• EXERCISE REQUIREMENTS
Only lines containing "concrete" belong in the answer, each copied from the entries below.

Dataset records:

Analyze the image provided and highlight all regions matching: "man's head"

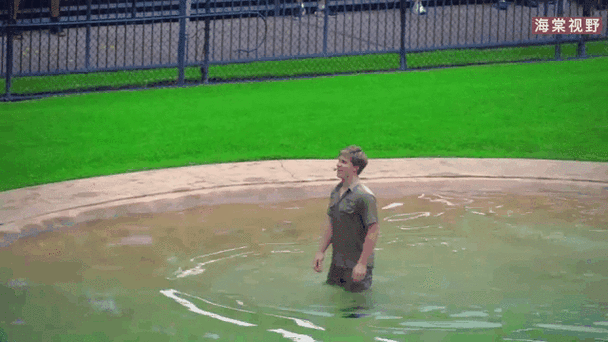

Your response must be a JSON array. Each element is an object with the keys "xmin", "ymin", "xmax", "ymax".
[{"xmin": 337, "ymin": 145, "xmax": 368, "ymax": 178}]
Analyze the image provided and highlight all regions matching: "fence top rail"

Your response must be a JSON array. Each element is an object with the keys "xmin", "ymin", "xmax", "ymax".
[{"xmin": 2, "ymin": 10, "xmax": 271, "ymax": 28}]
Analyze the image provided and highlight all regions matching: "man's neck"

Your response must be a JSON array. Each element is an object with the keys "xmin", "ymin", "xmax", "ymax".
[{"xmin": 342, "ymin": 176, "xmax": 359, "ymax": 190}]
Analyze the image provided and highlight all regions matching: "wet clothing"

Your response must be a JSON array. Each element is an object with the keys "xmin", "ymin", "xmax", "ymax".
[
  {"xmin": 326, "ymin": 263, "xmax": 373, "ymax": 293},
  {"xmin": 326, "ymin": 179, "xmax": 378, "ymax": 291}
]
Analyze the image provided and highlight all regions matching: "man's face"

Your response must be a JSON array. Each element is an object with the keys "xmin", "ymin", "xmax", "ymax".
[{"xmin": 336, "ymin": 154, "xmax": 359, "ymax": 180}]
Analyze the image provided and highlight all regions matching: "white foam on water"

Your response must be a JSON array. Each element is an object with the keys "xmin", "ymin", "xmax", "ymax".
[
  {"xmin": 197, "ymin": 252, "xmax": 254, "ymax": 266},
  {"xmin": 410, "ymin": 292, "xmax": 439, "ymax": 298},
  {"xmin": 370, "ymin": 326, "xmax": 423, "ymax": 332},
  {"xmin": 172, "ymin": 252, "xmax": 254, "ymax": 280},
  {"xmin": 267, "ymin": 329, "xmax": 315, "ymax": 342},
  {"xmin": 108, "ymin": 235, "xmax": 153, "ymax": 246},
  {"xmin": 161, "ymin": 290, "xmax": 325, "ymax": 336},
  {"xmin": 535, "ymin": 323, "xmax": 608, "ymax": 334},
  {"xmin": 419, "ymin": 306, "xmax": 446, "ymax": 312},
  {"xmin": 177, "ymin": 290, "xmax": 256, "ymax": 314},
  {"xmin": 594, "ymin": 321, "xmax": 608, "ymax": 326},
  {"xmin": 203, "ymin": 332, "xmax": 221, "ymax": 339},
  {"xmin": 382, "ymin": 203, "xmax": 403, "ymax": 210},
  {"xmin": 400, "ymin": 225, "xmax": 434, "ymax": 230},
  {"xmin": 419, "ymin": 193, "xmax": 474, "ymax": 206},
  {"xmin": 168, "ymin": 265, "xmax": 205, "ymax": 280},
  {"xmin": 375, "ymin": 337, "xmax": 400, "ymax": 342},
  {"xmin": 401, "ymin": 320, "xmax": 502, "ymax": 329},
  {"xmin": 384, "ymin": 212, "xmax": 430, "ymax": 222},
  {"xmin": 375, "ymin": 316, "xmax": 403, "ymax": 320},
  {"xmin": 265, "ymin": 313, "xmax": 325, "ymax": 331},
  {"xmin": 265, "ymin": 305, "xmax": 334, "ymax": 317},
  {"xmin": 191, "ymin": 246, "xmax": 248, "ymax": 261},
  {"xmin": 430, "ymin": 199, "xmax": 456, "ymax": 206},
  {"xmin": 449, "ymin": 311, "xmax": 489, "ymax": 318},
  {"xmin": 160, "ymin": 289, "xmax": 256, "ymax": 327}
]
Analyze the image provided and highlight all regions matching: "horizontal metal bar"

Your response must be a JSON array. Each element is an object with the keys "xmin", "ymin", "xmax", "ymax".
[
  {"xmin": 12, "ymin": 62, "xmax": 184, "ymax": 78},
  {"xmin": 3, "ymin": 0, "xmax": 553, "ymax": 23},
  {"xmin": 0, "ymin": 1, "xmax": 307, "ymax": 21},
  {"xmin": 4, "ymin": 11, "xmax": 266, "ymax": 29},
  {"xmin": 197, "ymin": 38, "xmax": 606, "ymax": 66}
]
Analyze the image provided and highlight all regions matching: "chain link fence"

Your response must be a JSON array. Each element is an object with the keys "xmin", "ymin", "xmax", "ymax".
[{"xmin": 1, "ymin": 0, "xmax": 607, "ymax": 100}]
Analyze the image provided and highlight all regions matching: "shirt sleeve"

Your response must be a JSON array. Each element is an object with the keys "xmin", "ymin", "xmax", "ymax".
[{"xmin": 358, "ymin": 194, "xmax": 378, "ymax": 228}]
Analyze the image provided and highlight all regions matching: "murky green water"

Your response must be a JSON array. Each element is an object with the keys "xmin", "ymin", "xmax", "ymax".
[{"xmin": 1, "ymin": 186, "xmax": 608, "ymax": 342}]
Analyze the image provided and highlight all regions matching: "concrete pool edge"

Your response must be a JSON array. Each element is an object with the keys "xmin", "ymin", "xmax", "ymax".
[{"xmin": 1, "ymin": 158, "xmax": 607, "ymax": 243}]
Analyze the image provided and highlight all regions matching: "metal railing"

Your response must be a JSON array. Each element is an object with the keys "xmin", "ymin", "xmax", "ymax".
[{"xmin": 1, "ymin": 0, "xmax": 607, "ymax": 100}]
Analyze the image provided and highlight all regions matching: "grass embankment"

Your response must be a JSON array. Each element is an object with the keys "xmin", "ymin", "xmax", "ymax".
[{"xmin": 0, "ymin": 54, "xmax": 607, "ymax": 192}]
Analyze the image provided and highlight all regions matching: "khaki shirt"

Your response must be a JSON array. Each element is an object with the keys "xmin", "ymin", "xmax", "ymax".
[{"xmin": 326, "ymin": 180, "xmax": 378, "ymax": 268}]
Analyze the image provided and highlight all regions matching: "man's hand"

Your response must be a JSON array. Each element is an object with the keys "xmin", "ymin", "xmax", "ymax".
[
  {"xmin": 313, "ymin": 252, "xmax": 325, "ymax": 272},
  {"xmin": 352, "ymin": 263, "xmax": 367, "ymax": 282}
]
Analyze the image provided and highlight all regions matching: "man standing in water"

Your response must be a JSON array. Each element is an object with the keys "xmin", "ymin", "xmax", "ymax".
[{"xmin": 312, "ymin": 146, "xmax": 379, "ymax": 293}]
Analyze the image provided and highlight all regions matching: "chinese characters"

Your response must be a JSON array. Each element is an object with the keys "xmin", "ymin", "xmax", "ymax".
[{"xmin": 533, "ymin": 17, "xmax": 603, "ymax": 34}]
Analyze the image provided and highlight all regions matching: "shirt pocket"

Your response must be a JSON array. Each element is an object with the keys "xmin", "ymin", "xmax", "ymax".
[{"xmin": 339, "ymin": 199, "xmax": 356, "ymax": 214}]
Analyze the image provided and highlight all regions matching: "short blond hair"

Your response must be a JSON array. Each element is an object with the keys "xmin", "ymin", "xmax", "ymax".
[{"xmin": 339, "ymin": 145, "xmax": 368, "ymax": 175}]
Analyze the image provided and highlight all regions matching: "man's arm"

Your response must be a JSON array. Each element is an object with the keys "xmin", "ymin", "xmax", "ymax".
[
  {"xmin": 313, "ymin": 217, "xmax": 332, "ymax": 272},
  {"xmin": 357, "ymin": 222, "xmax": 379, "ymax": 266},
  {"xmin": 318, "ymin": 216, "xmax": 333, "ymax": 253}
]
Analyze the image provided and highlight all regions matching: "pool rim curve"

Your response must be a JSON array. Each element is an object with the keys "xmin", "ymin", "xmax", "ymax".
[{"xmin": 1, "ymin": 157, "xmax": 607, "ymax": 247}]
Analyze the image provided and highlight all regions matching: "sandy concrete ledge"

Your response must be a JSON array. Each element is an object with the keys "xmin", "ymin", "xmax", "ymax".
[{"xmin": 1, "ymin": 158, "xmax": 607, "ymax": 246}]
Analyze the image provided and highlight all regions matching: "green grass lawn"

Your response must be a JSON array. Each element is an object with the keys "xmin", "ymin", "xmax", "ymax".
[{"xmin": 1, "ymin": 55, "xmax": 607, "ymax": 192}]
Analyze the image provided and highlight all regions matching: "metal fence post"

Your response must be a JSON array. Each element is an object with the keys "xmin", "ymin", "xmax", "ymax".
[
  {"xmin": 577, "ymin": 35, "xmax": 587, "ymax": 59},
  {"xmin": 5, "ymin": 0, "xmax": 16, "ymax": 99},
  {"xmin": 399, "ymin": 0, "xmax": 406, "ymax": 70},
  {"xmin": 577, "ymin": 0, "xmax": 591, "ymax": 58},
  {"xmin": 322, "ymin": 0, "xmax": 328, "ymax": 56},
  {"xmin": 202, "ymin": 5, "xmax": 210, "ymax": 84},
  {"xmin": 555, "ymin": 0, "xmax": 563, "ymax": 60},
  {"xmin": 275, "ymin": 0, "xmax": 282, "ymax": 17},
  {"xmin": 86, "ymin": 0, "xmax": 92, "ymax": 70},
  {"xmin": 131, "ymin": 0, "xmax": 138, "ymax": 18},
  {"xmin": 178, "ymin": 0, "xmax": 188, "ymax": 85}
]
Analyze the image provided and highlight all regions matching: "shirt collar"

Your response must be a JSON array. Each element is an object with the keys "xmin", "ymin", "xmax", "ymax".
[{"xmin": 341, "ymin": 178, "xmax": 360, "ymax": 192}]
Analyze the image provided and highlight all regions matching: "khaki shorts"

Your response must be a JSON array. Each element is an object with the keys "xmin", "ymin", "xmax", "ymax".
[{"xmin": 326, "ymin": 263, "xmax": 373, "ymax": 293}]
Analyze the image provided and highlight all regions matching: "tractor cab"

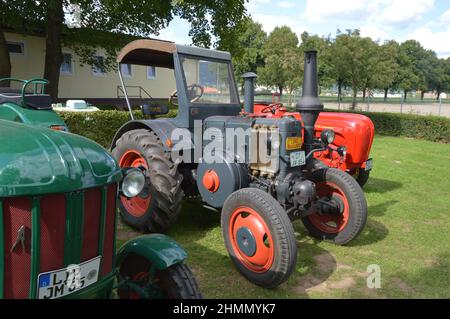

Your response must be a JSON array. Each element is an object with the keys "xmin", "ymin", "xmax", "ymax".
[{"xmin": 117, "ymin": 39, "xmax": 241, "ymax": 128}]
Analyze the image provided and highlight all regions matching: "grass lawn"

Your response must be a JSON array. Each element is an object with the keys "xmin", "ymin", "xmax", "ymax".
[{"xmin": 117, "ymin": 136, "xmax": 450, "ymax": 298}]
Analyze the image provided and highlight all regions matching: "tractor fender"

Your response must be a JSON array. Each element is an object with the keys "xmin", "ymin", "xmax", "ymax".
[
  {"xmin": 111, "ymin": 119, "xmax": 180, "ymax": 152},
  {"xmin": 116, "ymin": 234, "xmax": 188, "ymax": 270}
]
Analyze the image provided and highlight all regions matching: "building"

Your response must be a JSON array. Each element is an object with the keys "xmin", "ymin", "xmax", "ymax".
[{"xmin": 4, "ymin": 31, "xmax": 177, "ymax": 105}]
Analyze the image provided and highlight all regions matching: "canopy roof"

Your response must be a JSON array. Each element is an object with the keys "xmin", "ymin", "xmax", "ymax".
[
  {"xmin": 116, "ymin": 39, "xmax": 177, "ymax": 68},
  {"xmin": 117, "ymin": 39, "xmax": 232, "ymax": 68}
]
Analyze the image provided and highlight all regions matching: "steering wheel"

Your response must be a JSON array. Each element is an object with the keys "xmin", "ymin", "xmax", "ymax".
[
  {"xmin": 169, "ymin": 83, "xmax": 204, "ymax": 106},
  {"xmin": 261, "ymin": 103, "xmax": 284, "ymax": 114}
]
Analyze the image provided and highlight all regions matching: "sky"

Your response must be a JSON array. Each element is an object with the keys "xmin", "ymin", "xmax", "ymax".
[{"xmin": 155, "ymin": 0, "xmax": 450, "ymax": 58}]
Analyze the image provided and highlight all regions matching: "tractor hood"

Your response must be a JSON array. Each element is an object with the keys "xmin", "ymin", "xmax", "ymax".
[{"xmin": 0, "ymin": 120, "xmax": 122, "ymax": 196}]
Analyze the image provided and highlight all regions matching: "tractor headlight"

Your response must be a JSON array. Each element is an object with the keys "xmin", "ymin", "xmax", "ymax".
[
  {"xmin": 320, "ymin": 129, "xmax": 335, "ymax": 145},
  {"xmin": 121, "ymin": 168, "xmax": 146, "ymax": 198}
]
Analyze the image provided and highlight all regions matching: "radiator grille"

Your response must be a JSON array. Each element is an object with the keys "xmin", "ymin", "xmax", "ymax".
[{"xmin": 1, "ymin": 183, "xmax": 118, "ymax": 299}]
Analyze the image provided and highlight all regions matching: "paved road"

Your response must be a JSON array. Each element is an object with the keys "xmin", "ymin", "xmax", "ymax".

• ANSWER TO THIS TASK
Analyze the image provided and highlight all regions matching: "concrete pool edge"
Analyze the image provided and highlight all regions matching: "sandy concrete ledge"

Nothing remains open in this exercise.